**What is expected:**
Continue the piece on setting up a will and trust for a child with a disability, starting right after its final sentence.

**Extract to read:**
The will should also contain a deed of trust which would name competent trustees, who may or may not also be guardians. The objective of the trust is to ensure the financial position of the child in both a competent and tax-efficient manner.

Without a carefully worded trust, says Mr Stephen Hamilton of the solicitor's firm, A & L Goodbody, a child may become the full owner of substantial funds with which he/she would not be competent to manage; also the parents' estate may be liable to inheritance tax which could otherwise be avoided or delayed.

"This is a very personal matter and where there is a disability, it is a large responsibility, so you must choose your guardians and trustees very carefully," said Mr Hamilton. "Whatever you do, don't just put someone's name down. Make sure you consult them and make sure they understand that they will be taking a lifetime trusteeship."

Where a family member/trustee's financial competency is questionable (more often than not the guardian/trustee is a close family member), a solicitor or accountant may also be named as a trustee with particular responsibility for the financial and tax aspects of the trust. Such an appointment will result in an annual charge against the trust. Any temptation to leave your entire estate to the handicapped child at the expense of other children who may be older and independent should be resisted. Aside from causing friction, it can lead to the disenfranchised sibling(s) applying to the court for a share of the estate under the provisions of the Succession Act. It is far better to try and get the other children to waive their inheritances in favour of the dependant child and, in the event of any surplus being left in the trust after the beneficiary's death, the funds can then be distributed to the remaining brothers and sisters.

When drawing up a will/trust, you need to take account of whether, as the absolute, rather than the potential beneficiary of a trust, the child may lose any means-tested maintenance allowances or other benefits like free travel, television, telephone and electricity allowances.

If the trustees have complete discretion on how the proceeds are paid or applied, the beneficiary has no absolute access to the trust funds and there are no "means" to be meanstested.

**Data:**
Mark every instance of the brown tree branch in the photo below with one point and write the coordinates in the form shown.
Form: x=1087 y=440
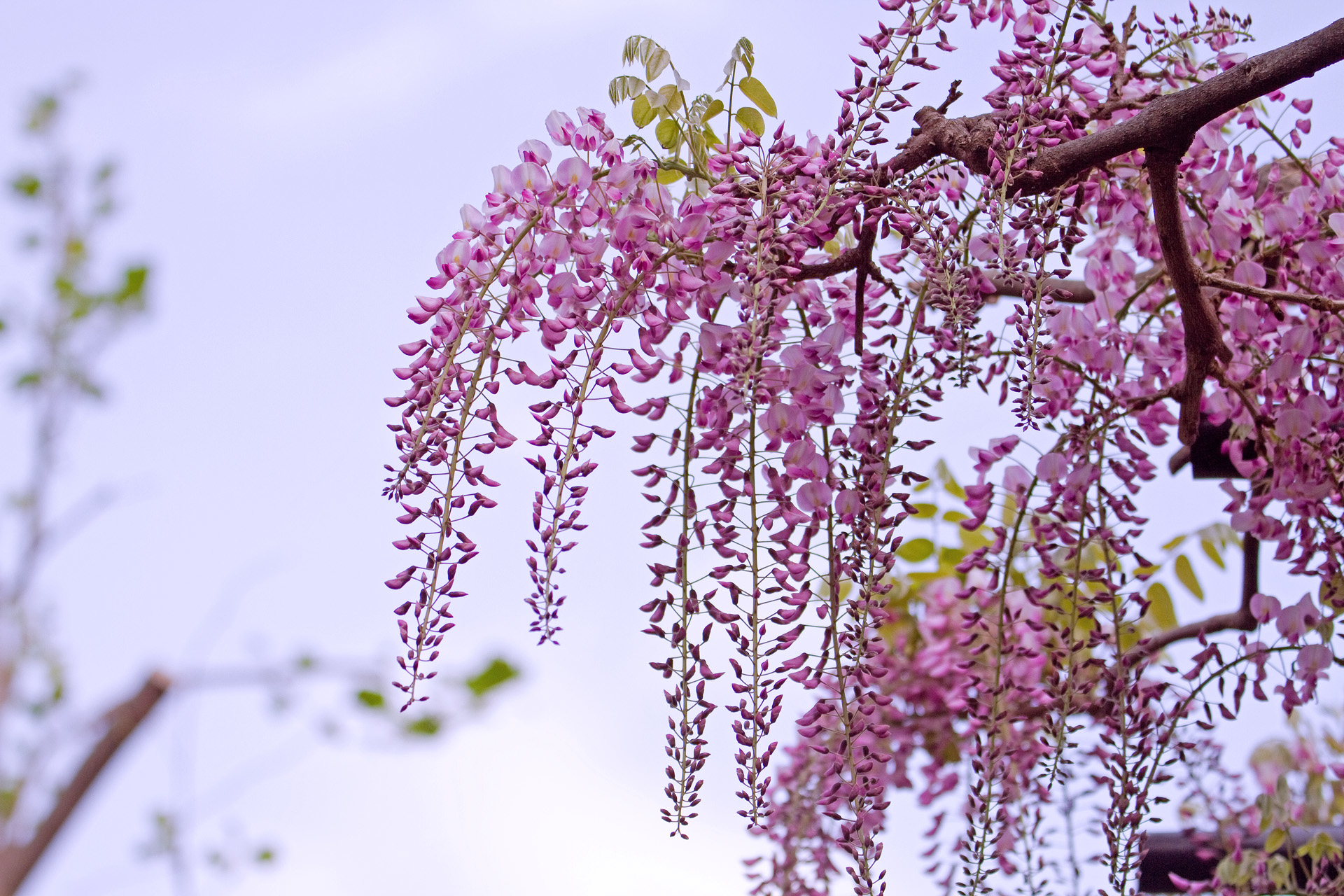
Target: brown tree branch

==

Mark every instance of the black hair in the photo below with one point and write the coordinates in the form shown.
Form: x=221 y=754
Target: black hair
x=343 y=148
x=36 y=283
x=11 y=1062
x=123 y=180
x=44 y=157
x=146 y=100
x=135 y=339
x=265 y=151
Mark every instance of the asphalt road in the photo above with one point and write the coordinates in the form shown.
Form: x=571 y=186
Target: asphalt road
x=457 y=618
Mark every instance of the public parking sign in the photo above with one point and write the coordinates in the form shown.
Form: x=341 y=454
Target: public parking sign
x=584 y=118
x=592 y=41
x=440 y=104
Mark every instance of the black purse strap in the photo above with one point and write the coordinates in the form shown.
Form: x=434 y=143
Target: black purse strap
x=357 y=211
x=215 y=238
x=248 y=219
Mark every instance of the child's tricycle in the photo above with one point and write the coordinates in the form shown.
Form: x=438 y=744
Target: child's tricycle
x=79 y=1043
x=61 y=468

==

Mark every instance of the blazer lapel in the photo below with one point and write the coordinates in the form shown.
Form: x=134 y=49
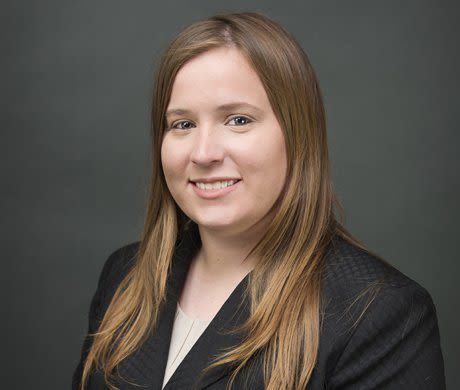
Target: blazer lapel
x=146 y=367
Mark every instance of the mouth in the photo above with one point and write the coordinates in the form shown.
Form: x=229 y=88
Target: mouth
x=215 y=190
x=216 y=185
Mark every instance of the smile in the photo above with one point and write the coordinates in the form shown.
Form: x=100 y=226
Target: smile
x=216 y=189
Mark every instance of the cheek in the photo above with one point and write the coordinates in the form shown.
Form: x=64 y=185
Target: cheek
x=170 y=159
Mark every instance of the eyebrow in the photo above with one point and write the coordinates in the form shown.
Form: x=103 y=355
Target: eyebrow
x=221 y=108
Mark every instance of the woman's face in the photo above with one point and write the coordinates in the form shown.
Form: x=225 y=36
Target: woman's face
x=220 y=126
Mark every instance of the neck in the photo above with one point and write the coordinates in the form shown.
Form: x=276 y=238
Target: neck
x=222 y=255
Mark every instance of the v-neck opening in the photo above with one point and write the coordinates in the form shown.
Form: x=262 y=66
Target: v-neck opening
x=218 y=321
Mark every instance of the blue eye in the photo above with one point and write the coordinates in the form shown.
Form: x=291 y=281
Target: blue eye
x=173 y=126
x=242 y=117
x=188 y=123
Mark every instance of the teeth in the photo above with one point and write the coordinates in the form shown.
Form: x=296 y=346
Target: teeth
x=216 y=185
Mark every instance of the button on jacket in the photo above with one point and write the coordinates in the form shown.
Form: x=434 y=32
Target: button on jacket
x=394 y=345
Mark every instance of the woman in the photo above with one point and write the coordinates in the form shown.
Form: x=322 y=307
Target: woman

**Result of this task:**
According to Mr Hamilton, in order that a trust becomes operational upon the death of a parent and the tax and trust reliefs are approved, parents should ensure that medical records are at hand. "The Revenue Commissioners can seek medical evidence. In the case of physical disability or a mental handicap like Down's Syndrome the condition may be obvious. But where an illness like schizophrenia is involved, it is essential to have medical records on file."

Where there is an older, dependant child, who has his/her established needs and preferences, the parent should also write a "letter of guidance" for the guardian and trustees. This can include their wishes (and the child's) on such matters as further education, sheltered or institutional care, medical care, access to spending money and even the sort of holiday they would like their child to have. Trusts don't have to last a lifetime. If the child has a physical handicap, the parent may wish for him/her to have control of the proceeds once he/she turns 21 or even older.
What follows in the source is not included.